* _REQUIRED TASKS_:
A. Reproduce, word for word, the part of the Amazon Basin post below that opens with the words containing "After all, one" and closes with "of South America.".
B. Pick up the Amazon Basin post below after its final sentence and keep writing it in the same vein.

* _SOURCE EXCERPT_:
========

Thursday, November 8, 2018

Change in Amazon Climate 2000 Years Ago – Part II

Continued from the previous post, regarding the development of the continent of South America, and specifically the current Amazonian Basin. Also, looking at what climatologists and environmental scientists have learned about this Basin—which is about the size of the continental United States, and covers all or part of nine nations—and the appearance of the rain forest and current flora and fauna of the area.
    After all, one would think that if this area had been submerged for so long, then rose up inundated with moisture, rivers, swamps and the like, as well as annual floods lasting months, there would be some study of the area and why this area, called Amazonia or the Amazon Jungle today, is so different than most of the rest of South America.  
The Amazon Basin is within a very low-lying basin and is filled tributary rivers, plus numerous swamps, and boggy low-lands covering 1.7 billion acres, of which 1.4 billion acres are covered by the rainforest

While the Amazon represents over half of the planet's remaining rainforests, and it is the largest and most species-rich tract of tropical rainforest in the world, it has always been considered void of human development—a pristine wilderness. Of this paradigm, neotropical scientist, John Francis Carson, has stated that “There is a polarized debate amongst Neotropical archaeologists and ecologists over the extent of Pre-Columbian anthropogenic environmental impacts in Amazonia.” As a result of findings of pre-Columbian occupation of the Amazon, Carson added, “The Bolivian Amazon has yielded some of the most impressive evidence for large and complex pre-Columbian societies in the Amazon basin, yet there remains relatively little data concerning the land use of these societies over time” (Carson, vol.25, Is.8, pp1285-1300).
    In fact, Charles C. Mann, the author of 1491, states: “For years the standard view of North America before Columbus's arrival was as a vast, grassy expanse teeming with game and all but empty of people. Those who did live here were nomads who left few marks on the land. South America, too, or at least the Amazon rain forest, was thought of as almost an untouched Eden, now suffering from modern depredations.”

========

* _SUPPLIED INFORMATION_:
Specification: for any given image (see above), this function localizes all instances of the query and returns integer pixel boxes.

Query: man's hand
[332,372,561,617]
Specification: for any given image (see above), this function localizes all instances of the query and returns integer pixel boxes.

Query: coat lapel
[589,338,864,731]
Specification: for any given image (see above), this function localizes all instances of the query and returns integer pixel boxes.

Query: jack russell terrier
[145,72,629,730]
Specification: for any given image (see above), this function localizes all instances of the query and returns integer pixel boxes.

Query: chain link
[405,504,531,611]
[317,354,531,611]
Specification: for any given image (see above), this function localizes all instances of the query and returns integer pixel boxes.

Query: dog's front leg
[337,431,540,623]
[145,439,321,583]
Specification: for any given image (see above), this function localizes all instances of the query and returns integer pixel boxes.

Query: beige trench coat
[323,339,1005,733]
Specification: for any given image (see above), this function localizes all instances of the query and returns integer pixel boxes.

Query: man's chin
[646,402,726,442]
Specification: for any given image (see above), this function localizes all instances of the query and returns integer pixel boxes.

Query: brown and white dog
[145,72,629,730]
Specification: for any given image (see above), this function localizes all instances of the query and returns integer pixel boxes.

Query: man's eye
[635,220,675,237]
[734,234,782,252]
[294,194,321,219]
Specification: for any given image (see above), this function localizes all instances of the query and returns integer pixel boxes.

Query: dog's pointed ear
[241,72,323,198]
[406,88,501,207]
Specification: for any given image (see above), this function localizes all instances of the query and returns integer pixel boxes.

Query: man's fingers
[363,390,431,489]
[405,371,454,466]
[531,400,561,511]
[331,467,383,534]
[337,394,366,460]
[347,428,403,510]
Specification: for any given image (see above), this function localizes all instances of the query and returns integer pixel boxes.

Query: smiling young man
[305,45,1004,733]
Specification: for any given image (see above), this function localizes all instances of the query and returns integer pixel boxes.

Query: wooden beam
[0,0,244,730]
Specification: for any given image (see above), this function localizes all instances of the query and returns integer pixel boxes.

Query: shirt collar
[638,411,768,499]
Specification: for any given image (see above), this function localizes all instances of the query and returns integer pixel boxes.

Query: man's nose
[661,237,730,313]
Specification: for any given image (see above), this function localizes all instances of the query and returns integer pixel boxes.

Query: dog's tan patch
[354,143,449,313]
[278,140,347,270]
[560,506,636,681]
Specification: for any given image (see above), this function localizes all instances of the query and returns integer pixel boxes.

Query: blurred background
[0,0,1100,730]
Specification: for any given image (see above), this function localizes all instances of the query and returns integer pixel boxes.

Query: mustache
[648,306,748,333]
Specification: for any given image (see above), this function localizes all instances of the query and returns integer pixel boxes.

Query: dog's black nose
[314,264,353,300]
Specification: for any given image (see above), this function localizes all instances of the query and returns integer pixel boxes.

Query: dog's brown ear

========

* _RESPONSES TO THE EXERCISE_:
A.
After all, one would think that if this area had been submerged for so long, then rose up inundated with moisture, rivers, swamps and the like, as well as annual floods lasting months, there would be some study of the area and why this area, called Amazonia or the Amazon Jungle today, is so different than most of the rest of South America.

B.
    Currently, however, a growing number of anthropologists and archaeologists now believe that the image of this old paradigm is basically false. Mann goes on to suggest that “the Western Hemisphere before Columbus' arrival was well-populated and dotted with impressive cities and towns—one scholar estimated that it held ninety to 112 million people, more than lived in Europe at the time—and Indians had transformed vast swaths of landscape to meet their agricultural needs.“
    It is currently postulated that such Indians used fire to create the Midwestern prairie, perfect for herds of buffalo; and that they also cultivated at least part of the rain forest, living on crops of fruits and nuts. The Amazonian wilderness, which was always believed to have been untouched by the hand of man, has now been found to have an increasing number of archaeological sites across the Amazon basin as evidence for large, complex societies, supported by intensive agriculture and management of forest and aquatic resources (Katie Bacon, “The Pristine Myth,” The Atlantic, Boston, March 2002).
More than 1100 tributory rivers, such as this one shown above, flow into the Amazon on its way from the high Andes in Peru to the Atlantic Ocean between the Brazilian and Guiana cratons along its 4,345-mile length

According to John Francis Carson, “The long and continuous occupation, which predates the establishment of rainforest in the region, suggests that pre-Columbian land use may have had a significant influence on ecosystem development at this site” (John F. Carson, Jennifer Watling, and Francis E. Mayle, “Pre-Columbian Land Use in the Ring-Ditch Region of the Bolivian Amazon,” The Holocene, SAGE Journals, Washington DC, May 1, 2015).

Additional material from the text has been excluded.